> _Trecho selecionado_:
Se você não aceita as conclusões de alguém ou um relatório enviado por um colaborador como verdade, significa que você não confia nele/nela? Em absoluto. Entender a situação é mais fácil quando você se baseia em fatos verificados pessoalmente.
É muito mais do que uma atividade adicional na vida das pessoas nas empresas. Ou uma simples questão de caminhar, conversar etc. Deve ser parte essencial do sistema de gestão lean.
A definição e a comunicação dos indicadores e metas parece suficiente para a maior parte das empresas. “Como chegar lá” tende a ser visto como responsabilidade dos outros níveis organizacionais. Muitas vezes, ouve-se a seguinte frase: “Não me importa o que você faça, desde que os resultados sejam atingidos”.
O “genchi genbutsu” (“vá ver”) tem um impacto profundo sobre a gestão, saindo de uma administração baseada em números ou indicadores, para uma administração baseada nos processos ou nos meios para se chegar aos resultados.
Desse modo, quando sugerimos aos líderes que façam uma reflexão sobre o poder do “genchi genbutsu”, temos vários tipos de reação. Em certos casos, o líder arrogante que se considera o “chefe” ou o “imperador” não se preocupa com isso, pois afirma procurar se assessorar de boas pessoas e dispor de uma boa gestão de indicadores, rápida e precisa. Ou seja, acredita que não há nenhuma necessidade de ir ao gemba e estimula assim seus colaboradores diretos a fazer o mesmo.
Em outros casos, os líderes reconhecem que estão distantes e percebem o valor do “ir ao gemba”. Prometem fazer um esforço para sair do escritório e das salas de reunião, e até o fazem, mas ficam meio perdidos, sem saber exatamente o que observar ou o que fazer.
Muitos ainda dizem que já fazem isso cotidianamente. Mas o que acontece é que, ao irem ao gemba com comportamentos e atitudes inapropriados, atuam como um elefante em loja de porcelanas, quebrando a cadeia de ajuda, intimidando, ameaçando punir, gerando mura (irregularidade) e muri (sobrecarga), acabando com padrões e com a estabilidade. Ou seja, apagam incêndios com gasolina.

> _Dados fornecidos_:
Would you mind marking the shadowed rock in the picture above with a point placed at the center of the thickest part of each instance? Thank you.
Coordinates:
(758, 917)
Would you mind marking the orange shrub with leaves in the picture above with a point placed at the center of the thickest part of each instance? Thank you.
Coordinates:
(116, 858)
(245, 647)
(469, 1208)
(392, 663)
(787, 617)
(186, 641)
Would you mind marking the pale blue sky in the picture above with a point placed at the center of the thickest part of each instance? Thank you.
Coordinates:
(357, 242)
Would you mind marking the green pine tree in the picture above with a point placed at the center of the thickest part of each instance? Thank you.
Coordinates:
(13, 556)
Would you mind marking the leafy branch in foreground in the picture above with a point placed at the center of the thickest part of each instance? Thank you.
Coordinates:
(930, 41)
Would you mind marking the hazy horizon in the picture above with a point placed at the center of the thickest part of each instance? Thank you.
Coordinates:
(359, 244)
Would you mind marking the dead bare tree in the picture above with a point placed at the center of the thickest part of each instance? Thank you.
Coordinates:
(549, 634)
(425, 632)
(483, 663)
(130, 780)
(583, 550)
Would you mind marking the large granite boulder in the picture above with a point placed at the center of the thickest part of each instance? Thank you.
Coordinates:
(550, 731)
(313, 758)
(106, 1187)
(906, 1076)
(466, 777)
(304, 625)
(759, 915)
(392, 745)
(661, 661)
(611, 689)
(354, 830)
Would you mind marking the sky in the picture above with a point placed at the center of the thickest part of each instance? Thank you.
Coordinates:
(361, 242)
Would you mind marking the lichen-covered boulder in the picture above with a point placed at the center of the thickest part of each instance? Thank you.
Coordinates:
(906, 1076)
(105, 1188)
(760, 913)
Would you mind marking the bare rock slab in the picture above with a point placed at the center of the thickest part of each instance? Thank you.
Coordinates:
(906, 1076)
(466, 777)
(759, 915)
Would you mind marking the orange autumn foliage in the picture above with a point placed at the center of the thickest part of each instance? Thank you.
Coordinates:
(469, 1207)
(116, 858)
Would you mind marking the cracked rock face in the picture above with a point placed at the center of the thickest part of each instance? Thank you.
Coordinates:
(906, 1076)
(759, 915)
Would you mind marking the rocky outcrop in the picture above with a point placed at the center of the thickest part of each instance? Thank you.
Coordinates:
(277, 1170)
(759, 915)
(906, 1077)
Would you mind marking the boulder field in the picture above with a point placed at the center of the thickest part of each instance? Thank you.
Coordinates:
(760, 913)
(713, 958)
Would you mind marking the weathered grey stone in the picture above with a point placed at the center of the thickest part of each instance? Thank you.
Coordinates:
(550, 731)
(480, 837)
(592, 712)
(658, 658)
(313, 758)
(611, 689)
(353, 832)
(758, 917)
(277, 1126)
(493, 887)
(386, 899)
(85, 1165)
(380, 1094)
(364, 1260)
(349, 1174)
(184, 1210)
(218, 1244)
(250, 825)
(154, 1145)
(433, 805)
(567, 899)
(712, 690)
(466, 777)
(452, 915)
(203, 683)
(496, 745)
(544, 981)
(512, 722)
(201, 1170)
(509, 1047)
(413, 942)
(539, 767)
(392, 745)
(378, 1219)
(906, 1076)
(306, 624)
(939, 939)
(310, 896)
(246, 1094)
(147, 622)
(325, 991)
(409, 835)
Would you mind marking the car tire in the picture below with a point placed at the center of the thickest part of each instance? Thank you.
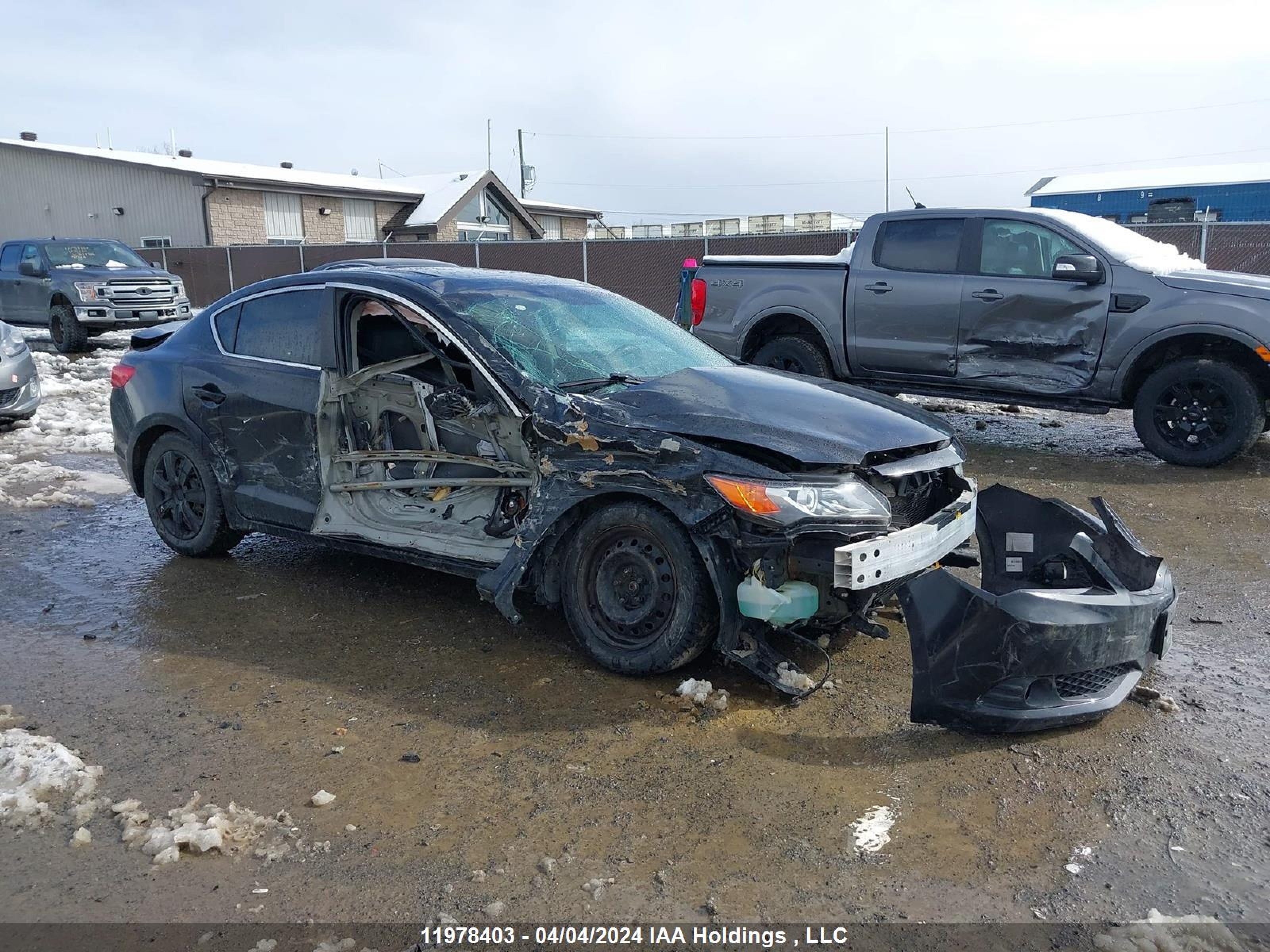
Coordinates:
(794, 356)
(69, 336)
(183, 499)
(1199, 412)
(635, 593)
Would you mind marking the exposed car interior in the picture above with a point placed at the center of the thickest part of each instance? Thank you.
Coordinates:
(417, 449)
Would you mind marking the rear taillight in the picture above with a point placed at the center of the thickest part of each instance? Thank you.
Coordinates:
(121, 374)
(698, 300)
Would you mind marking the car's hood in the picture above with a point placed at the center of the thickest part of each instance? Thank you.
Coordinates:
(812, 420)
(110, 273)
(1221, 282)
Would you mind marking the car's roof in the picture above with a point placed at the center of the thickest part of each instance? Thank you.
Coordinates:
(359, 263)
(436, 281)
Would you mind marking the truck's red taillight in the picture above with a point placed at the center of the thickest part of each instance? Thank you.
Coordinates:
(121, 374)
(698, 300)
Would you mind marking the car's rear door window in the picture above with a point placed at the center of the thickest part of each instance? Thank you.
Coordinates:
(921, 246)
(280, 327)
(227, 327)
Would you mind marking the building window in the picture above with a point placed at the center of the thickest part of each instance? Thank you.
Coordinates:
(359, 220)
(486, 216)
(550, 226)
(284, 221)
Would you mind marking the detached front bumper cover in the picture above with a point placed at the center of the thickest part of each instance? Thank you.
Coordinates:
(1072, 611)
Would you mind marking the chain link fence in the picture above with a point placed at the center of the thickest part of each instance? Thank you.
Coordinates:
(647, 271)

...

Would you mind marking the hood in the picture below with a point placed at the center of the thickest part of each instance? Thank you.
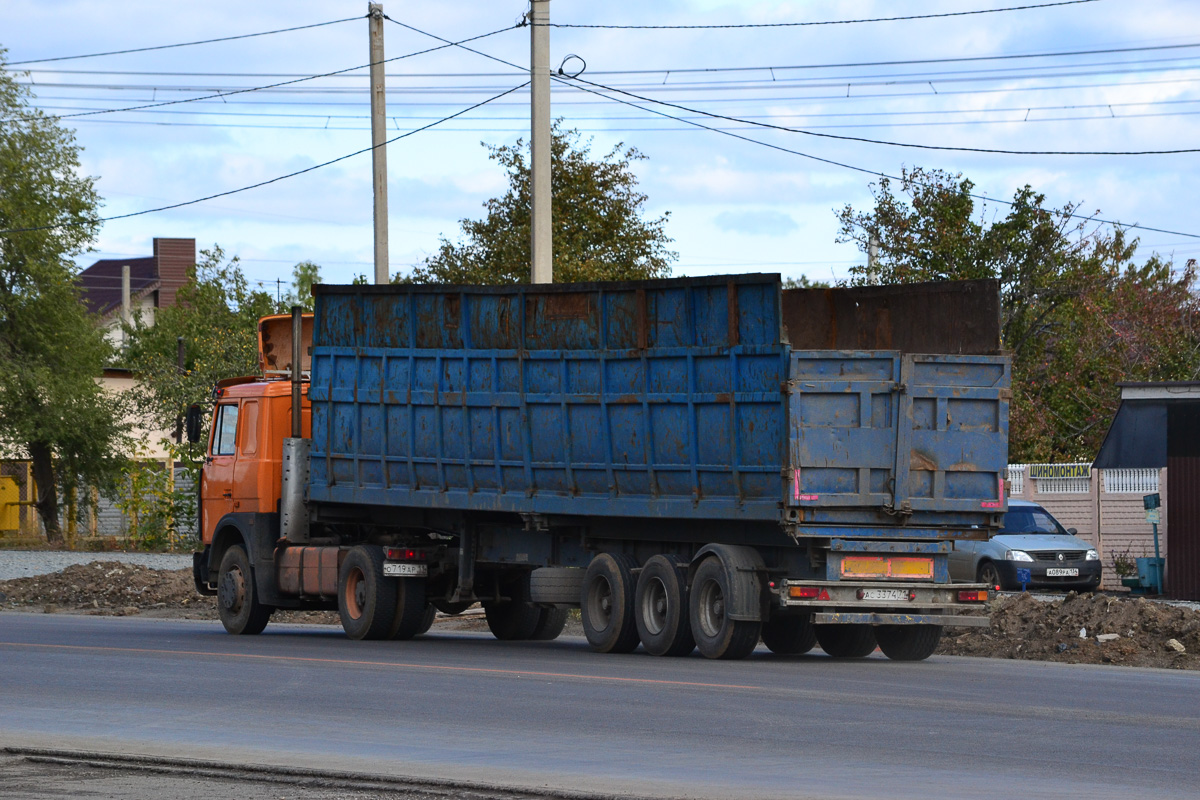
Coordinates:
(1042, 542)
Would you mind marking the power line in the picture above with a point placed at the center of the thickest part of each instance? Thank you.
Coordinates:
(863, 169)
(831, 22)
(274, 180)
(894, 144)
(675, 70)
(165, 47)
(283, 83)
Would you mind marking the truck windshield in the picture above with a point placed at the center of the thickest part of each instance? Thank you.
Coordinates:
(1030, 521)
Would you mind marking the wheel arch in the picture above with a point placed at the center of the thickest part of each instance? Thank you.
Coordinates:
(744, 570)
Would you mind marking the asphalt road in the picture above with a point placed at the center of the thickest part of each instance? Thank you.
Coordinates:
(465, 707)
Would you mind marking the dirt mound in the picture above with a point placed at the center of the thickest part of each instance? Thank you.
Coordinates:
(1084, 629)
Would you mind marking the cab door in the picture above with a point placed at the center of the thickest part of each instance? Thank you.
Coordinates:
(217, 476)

> _Enunciado 1_: Transcreva sem alterações, do texto sobre gestão lean, o trecho que vai de "Desse modo, quando" até "fazer o mesmo.".
> _Enunciado 2_: Por favor, separe todas as linhas dos registros que contêm a palavra "tree", diferenciando maiúsculas de minúsculas.

> _Resposta do exercício 1_:
Desse modo, quando sugerimos aos líderes que façam uma reflexão sobre o poder do “genchi genbutsu”, temos vários tipos de reação. Em certos casos, o líder arrogante que se considera o “chefe” ou o “imperador” não se preocupa com isso, pois afirma procurar se assessorar de boas pessoas e dispor de uma boa gestão de indicadores, rápida e precisa. Ou seja, acredita que não há nenhuma necessidade de ir ao gemba e estimula assim seus colaboradores diretos a fazer o mesmo.

> _Resposta do exercício 2_:
Would you mind marking the green pine tree in the picture above with a point placed at the center of the thickest part of each instance? Thank you.
Would you mind marking the dead bare tree in the picture above with a point placed at the center of the thickest part of each instance? Thank you.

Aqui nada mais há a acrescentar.